### SET PROBLEM
In the records below, locate the line containing "Would you point out the sword handle", then extract it and all following lines exactly, ending with the last line.

### DATA FOR THIS EXERCISE
(begin)

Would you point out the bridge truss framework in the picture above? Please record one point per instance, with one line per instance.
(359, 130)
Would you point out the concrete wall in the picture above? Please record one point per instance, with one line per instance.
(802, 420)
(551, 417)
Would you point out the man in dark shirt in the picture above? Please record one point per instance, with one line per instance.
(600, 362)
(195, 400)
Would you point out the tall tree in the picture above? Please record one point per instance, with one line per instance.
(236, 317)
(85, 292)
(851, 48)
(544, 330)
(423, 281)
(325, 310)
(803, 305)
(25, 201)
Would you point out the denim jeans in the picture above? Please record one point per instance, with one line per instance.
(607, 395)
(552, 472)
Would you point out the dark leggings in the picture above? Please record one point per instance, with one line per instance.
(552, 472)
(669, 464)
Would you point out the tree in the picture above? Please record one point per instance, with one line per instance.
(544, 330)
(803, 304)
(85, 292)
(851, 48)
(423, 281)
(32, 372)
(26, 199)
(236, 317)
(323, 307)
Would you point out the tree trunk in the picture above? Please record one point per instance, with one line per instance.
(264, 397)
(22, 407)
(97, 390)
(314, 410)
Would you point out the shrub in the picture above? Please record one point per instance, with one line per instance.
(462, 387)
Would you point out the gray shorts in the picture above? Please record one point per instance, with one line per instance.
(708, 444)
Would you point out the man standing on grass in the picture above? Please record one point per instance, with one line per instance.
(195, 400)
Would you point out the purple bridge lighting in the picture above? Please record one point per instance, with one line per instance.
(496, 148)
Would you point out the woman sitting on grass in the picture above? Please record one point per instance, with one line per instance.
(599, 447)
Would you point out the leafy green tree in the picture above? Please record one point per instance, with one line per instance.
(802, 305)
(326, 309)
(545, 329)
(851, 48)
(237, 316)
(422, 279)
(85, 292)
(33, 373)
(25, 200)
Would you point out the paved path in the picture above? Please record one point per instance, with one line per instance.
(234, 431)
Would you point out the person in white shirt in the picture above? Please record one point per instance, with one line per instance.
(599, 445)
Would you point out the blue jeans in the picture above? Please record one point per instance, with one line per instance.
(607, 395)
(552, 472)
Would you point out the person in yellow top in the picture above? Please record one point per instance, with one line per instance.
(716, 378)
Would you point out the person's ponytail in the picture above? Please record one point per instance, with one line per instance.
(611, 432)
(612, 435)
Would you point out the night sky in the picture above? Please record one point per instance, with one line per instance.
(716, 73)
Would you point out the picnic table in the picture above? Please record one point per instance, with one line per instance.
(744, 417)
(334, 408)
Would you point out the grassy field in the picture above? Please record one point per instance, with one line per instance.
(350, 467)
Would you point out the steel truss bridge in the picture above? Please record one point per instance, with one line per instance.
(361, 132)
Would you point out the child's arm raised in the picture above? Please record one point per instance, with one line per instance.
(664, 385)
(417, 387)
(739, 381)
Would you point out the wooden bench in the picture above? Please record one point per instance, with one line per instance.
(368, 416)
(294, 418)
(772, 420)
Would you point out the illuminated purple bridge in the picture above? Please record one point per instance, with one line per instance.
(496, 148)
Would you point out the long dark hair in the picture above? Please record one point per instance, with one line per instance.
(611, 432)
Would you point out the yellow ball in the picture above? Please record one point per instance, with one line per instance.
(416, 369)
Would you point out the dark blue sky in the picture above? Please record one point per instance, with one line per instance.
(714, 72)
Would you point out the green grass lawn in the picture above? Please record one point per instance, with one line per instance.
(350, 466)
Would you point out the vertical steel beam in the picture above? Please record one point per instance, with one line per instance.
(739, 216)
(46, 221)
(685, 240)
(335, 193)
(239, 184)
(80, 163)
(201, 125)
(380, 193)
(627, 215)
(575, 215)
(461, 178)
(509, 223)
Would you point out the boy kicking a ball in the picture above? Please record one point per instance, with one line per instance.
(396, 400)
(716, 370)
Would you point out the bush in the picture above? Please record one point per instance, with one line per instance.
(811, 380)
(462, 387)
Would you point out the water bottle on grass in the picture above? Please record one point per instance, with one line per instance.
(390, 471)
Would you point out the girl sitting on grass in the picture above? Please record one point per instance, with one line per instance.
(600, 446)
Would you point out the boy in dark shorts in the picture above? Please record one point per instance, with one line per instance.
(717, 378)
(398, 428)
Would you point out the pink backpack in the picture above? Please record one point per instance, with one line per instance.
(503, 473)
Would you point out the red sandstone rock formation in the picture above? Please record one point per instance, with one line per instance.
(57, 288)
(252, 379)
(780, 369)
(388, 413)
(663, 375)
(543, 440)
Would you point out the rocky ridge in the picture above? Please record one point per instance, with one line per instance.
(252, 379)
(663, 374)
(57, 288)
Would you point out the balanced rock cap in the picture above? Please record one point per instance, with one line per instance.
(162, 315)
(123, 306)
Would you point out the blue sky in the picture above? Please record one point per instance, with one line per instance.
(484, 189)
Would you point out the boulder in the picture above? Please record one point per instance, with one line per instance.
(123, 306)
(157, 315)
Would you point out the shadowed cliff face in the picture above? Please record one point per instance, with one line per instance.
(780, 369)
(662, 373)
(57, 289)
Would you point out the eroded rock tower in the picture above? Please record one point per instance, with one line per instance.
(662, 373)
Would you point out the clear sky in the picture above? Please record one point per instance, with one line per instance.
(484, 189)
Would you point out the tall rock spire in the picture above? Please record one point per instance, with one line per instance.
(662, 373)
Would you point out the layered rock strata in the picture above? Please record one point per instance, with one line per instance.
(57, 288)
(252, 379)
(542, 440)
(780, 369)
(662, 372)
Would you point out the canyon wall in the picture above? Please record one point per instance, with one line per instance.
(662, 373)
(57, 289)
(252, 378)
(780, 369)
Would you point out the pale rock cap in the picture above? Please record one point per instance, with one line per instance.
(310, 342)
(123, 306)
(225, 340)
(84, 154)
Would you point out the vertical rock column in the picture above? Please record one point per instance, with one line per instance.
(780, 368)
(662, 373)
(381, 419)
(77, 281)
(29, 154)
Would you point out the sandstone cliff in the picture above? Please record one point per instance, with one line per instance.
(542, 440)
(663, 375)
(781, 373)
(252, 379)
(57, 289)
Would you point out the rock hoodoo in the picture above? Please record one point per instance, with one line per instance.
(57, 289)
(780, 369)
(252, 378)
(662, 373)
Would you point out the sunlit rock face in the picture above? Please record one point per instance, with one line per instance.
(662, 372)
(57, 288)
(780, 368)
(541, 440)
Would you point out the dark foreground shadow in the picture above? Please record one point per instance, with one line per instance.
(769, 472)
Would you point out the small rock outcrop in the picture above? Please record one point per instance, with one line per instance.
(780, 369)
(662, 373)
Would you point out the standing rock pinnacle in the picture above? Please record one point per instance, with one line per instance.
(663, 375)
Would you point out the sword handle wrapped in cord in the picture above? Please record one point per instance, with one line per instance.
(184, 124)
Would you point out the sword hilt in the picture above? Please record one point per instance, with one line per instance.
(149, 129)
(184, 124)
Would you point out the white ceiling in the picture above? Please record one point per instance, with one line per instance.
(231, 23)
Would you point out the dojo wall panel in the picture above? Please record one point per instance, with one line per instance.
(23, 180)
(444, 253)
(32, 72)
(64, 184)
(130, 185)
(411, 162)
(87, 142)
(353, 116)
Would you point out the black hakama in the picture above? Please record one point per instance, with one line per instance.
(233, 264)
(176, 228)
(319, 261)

(end)

### THE COMPLETED TASK
Would you point out the sword handle wrapped in cord in the picture above? Please record one point per instance, with one line per instance.
(184, 124)
Would you point out the sword hilt in the picture above? Please record one point per instance, with one line per instance.
(149, 129)
(184, 124)
Would you point out the white ceiling in the picture above? Please record one point per instance, with one line per instance.
(231, 23)
Would you point out the dojo wall panel in the picture above? Please record one point per instance, with one line per instance.
(23, 180)
(444, 253)
(32, 72)
(64, 184)
(130, 185)
(411, 162)
(87, 142)
(353, 116)
Would you point out the black hakama in the picture above? Please record one point per instance, with one line per instance.
(233, 264)
(176, 228)
(319, 261)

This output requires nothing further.